Required action: The full listing below should be printed word for word.

──────── Source data ────────

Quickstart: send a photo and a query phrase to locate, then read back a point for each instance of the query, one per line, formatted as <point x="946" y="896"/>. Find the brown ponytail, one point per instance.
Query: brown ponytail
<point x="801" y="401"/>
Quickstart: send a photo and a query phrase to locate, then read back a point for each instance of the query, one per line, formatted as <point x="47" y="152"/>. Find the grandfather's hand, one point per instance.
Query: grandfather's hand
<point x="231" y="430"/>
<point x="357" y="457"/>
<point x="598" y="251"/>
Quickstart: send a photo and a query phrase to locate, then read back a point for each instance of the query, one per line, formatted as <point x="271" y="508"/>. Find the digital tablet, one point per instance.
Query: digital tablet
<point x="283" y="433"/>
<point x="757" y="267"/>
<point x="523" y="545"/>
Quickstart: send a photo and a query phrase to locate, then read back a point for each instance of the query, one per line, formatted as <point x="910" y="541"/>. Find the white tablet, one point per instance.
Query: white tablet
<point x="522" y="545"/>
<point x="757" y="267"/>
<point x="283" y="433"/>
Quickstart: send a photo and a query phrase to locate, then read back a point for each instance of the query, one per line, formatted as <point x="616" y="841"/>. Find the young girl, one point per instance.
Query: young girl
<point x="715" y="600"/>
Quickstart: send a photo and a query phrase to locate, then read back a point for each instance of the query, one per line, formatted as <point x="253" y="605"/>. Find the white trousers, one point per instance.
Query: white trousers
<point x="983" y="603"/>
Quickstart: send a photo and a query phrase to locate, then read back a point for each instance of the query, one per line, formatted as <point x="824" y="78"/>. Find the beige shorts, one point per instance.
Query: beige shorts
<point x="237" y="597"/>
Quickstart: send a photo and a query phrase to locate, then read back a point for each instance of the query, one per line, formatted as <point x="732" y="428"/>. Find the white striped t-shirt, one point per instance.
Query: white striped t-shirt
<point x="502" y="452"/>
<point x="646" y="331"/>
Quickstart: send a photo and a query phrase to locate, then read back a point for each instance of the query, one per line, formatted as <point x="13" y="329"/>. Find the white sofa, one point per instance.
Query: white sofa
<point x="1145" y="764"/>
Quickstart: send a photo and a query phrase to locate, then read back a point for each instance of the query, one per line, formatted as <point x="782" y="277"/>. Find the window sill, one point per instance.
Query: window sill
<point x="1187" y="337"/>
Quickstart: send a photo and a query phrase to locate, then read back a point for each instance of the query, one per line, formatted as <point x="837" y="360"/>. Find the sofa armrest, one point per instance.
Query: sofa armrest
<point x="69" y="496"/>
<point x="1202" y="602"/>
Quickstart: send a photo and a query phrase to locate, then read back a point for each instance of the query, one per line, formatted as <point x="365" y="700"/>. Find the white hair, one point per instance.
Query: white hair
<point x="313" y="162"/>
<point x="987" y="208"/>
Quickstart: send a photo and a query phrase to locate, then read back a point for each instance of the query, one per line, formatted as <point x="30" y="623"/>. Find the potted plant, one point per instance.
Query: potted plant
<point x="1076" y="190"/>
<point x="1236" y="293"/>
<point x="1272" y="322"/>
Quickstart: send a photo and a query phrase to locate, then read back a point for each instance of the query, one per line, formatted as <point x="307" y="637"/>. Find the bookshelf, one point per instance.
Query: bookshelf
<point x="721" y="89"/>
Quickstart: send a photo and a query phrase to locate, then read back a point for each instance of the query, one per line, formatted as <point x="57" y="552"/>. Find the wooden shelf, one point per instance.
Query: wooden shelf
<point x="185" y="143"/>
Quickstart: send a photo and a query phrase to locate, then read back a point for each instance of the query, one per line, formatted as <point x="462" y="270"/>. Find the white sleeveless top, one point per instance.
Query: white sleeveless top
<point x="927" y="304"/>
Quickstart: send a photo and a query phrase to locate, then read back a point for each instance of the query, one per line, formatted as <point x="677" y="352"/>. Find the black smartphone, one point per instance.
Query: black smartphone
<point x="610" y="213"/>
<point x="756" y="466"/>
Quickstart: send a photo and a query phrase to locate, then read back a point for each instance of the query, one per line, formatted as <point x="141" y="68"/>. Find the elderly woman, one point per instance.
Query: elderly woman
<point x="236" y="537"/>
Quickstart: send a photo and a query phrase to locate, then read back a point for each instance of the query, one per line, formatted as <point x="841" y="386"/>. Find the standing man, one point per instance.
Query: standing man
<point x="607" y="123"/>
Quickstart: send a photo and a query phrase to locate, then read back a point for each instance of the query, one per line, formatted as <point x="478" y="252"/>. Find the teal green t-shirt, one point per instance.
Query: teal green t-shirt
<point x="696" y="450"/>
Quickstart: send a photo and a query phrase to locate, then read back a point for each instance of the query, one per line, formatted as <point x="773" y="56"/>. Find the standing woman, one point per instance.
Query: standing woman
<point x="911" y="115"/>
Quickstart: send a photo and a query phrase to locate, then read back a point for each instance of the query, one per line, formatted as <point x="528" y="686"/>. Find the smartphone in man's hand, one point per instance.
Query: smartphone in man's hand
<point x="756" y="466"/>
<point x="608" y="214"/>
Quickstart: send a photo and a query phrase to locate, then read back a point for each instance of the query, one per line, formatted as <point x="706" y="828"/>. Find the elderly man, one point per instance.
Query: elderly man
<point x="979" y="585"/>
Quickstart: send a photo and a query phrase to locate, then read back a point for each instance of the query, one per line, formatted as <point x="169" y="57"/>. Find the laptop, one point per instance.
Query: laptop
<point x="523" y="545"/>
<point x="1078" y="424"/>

────────

Solution:
Quickstart: send a photo and a query phrase to locate, then read back a point for each instance of the query, one per line, formatted as <point x="946" y="896"/>. Find the brown ponytail, one point per instance.
Query: brown ponytail
<point x="801" y="401"/>
Quickstart: send a photo and a query phrase to locate, then read back a point for each instance of the query, one per line, formatted as <point x="47" y="152"/>. Find the grandfather's hand, one point per instance.
Query: grandfather's hand
<point x="231" y="430"/>
<point x="357" y="457"/>
<point x="598" y="251"/>
Quickstart: send a photo and a query phrase to locate, then read back a point for each instance of the query, one per line, formatted as <point x="271" y="508"/>. Find the digital tablet, one point per instance.
Query: digital tablet
<point x="283" y="433"/>
<point x="757" y="267"/>
<point x="523" y="545"/>
Quickstart: send a photo and a query phrase to locate, then read back a point for each instance of the query, one per line, formatted as <point x="910" y="541"/>. Find the white tablet, one point per instance.
Query: white tablet
<point x="522" y="545"/>
<point x="757" y="267"/>
<point x="283" y="433"/>
Quickstart: send a photo and a query phrase to locate, then read back a point for each instance of the query, one per line, formatted as <point x="616" y="841"/>. Find the young girl, one point per instance.
Query: young girl
<point x="715" y="600"/>
Quickstart: send a photo and a query phrase to locate, then read back a point for each instance of the query, one per line, formatted as <point x="253" y="605"/>. Find the white trousers, one point per instance.
Query: white trousers
<point x="983" y="603"/>
Quickstart: send a photo and a query phrase to locate, then read back a point for each instance of the query, one per line, formatted as <point x="824" y="78"/>. Find the beige shorts, one point per instance.
Query: beige shorts
<point x="237" y="597"/>
Quickstart: send a photo and a query phrase to locate, then read back a point for each instance of the query, one per line, formatted as <point x="732" y="428"/>. Find the white striped t-shirt, one point per instance.
Query: white striped t-shirt
<point x="502" y="452"/>
<point x="646" y="331"/>
Quickstart: send a photo and a query phrase to locate, then read back a point for each instance of the query, one per line, formatted as <point x="13" y="329"/>. Find the white sofa, one point per instance.
Query: white sofa
<point x="1145" y="764"/>
Quickstart: send a photo and a query phrase to locate, then read back a point for each instance of the query, one per line, formatted as <point x="782" y="277"/>. Find the window sill, one point per instance.
Query: window sill
<point x="1187" y="337"/>
Quickstart: send a photo and a query phrase to locate, then read back a point for each instance of the query, one per line, formatted as <point x="837" y="360"/>. Find the sofa armrest, one point per instance.
Query: sofa armrest
<point x="69" y="496"/>
<point x="1202" y="602"/>
Quickstart: send a photo and a query phrase to locate, then read back a point for each instance of the query, one per line, formatted as <point x="365" y="700"/>. Find the white hair, one point per instance.
Query: white hair
<point x="313" y="162"/>
<point x="987" y="208"/>
Quickstart: send a photo and a query phrase to locate, then read back a point for each instance of the query, one per line, formatted as <point x="30" y="623"/>. Find the potted plant, one point per instance.
Query: potted plant
<point x="1076" y="190"/>
<point x="1236" y="293"/>
<point x="1272" y="322"/>
Quickstart: send a photo and a query phrase to locate, then read back a point for each instance of the query, one per line, formatted as <point x="307" y="637"/>. Find the bookshelf, one point per instance.
Query: bookshelf
<point x="721" y="89"/>
Quickstart: send a photo and a query phrase to locate, then read back a point for each instance of the query, one per line, formatted as <point x="57" y="552"/>. Find the wooden shelf, one point per instance.
Query: wooden shelf
<point x="185" y="143"/>
Quickstart: send a photo and a query phrase to locate, then read back a point for each instance of the query, one per line, formatted as <point x="462" y="270"/>. Find the white sleeveless top, one point per instance.
Query: white sleeveless top
<point x="927" y="304"/>
Quickstart: send a photo and a query phrase to locate, then read back a point for each instance of the query, one per line, formatted as <point x="677" y="352"/>. Find the black smartphone, one point per instance.
Query: black smartphone
<point x="610" y="213"/>
<point x="756" y="466"/>
Quickstart: send a photo and a query phrase to locate, then read back a point for each instance of the query, one per line, formatted as <point x="141" y="68"/>. Find the elderly woman, one point per instance.
Query: elderly woman
<point x="236" y="537"/>
Quickstart: send a photo and a query phrase to locate, then read back a point for each instance of the query, one per line, formatted as <point x="841" y="386"/>. Find the standing man, one point per instance.
Query: standing man
<point x="607" y="123"/>
Quickstart: send a photo and a query phrase to locate, then read back a point for each instance of the query, one per line, formatted as <point x="478" y="252"/>. Find the teal green t-shirt, one point per instance.
Query: teal green t-shirt
<point x="696" y="450"/>
Quickstart: send a photo and a query phrase to locate, then read back a point for each instance of the query, one per line, formatted as <point x="773" y="56"/>. Find the standing woman, one point per instance.
Query: standing woman
<point x="911" y="115"/>
Quickstart: send a photo and a query phrase to locate, then read back a point for each instance of the query, one per line, formatted as <point x="528" y="686"/>. Find the smartphone in man's hand, one point per instance.
Query: smartphone in man's hand
<point x="756" y="466"/>
<point x="608" y="214"/>
Quickstart: send a photo and a query phrase to locate, then read back a point for each instance of the query, one per line, formatted as <point x="706" y="828"/>. Find the elderly man, one point per instance.
Query: elderly man
<point x="979" y="585"/>
Quickstart: send a photo and a query phrase to locate, then read back a point for each instance of the query, one per line, formatted as <point x="169" y="57"/>. Find the laptop, one point per instance.
Query: laptop
<point x="523" y="545"/>
<point x="1078" y="424"/>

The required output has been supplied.